The answer should be each line from the entries below that has the word "Target" in it.

» **Provided material**:
--

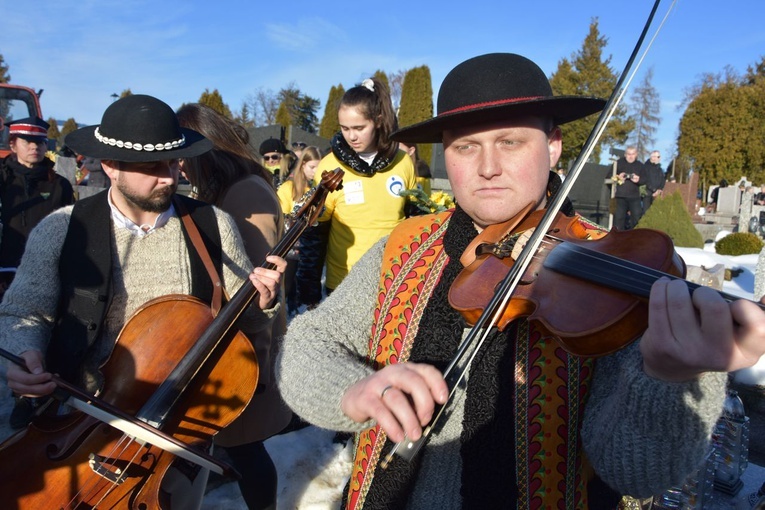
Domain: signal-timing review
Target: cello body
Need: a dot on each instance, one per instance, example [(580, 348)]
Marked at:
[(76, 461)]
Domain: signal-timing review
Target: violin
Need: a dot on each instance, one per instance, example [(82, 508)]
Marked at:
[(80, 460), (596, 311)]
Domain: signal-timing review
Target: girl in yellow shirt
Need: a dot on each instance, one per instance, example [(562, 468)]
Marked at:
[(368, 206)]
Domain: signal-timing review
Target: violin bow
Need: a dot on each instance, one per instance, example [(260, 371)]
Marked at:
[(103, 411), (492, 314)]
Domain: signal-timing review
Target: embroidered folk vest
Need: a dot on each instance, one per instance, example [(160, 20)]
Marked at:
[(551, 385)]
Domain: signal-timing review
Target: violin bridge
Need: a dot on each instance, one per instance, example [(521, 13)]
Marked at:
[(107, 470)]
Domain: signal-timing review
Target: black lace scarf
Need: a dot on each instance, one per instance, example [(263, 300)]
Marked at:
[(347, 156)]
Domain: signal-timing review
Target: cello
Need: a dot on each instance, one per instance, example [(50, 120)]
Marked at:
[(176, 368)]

--

» **Task result**:
Target: cello body
Target: violin
Target: girl in yellow shirt
Target: violin bow
Target: embroidered folk vest
Target: violin bridge
Target: black lace scarf
Target: cello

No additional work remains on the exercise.